##### Listing

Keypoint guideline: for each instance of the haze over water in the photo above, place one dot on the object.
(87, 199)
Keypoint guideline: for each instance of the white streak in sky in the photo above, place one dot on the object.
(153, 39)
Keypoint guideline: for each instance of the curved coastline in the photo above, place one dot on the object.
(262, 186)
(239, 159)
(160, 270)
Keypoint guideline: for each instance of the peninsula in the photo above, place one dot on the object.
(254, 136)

##########
##### Listing

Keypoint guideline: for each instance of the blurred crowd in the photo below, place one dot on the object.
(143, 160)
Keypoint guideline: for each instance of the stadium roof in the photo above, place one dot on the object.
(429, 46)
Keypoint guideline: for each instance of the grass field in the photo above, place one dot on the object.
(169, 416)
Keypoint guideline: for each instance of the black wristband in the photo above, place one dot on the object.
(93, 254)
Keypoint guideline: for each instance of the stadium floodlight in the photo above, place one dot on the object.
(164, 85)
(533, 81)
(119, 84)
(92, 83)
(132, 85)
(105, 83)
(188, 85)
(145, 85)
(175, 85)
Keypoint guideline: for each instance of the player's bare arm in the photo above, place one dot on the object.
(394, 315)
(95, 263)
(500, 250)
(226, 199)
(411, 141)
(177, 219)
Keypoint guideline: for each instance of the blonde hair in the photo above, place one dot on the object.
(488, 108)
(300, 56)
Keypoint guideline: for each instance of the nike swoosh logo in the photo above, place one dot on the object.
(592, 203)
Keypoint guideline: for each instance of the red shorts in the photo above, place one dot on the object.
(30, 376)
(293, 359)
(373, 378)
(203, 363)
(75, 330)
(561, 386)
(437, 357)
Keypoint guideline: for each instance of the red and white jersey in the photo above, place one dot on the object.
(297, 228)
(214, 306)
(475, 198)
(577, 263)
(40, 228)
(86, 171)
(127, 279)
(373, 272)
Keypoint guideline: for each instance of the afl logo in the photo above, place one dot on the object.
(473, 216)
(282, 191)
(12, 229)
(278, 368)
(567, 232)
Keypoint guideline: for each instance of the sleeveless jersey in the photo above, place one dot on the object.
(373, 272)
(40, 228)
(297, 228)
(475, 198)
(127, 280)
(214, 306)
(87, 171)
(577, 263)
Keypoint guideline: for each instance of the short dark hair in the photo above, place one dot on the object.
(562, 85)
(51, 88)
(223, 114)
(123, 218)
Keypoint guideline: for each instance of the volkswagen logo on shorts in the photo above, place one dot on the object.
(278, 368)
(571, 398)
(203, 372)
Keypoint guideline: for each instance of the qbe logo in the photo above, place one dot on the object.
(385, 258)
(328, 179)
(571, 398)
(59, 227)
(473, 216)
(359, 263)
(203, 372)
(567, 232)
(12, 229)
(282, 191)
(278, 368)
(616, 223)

##########
##### Listing

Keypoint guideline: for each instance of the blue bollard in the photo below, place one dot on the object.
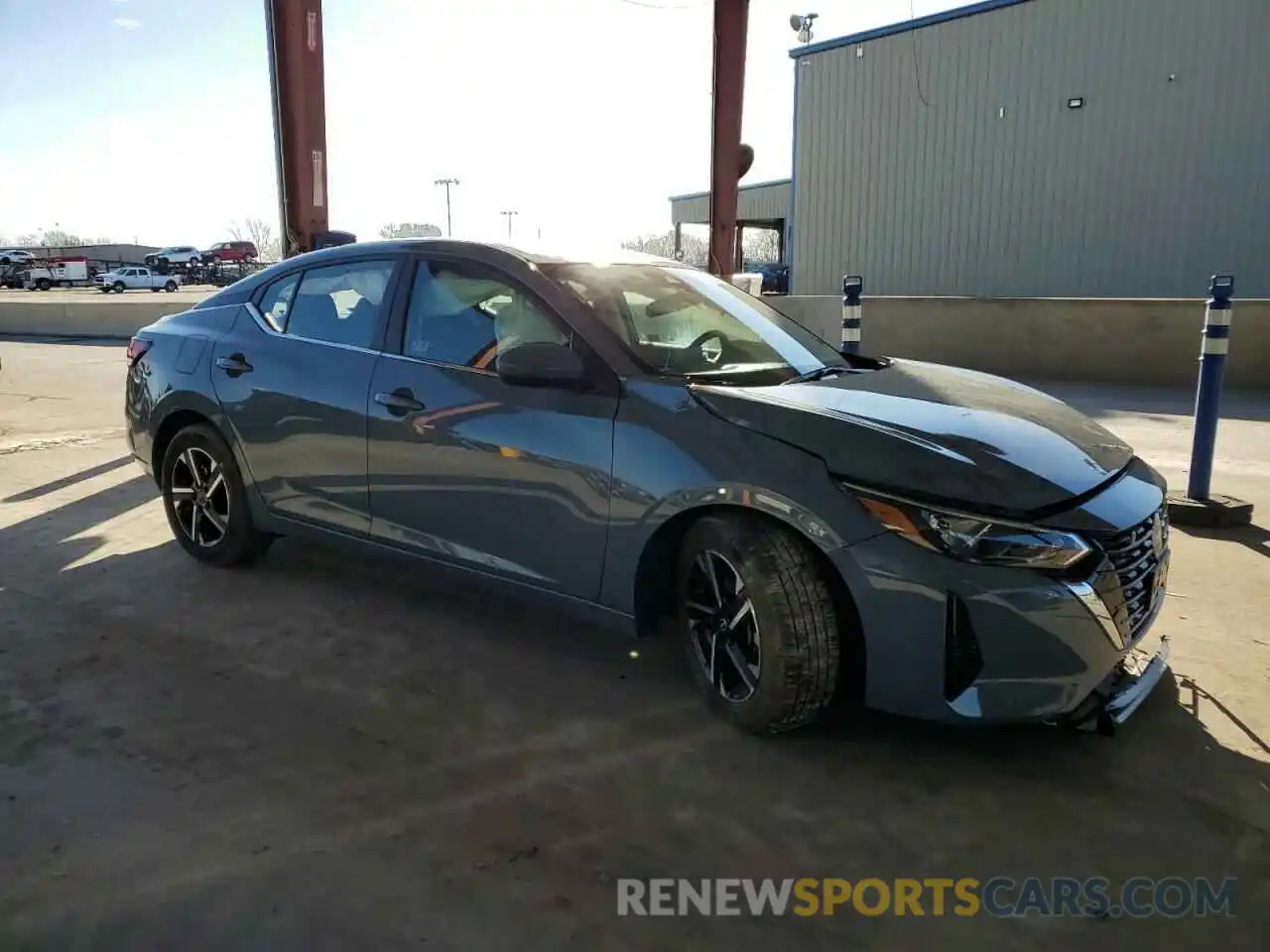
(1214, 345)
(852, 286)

##########

Gather every line in the entries above that contains the string "below", matching case exactly.

*The answer*.
Keypoint guideline: for each instance of the blurred crowd in the photo below, place one dot on the object.
Keypoint guideline: for each instance of the blue bollard in the photo below, place one dot on the object.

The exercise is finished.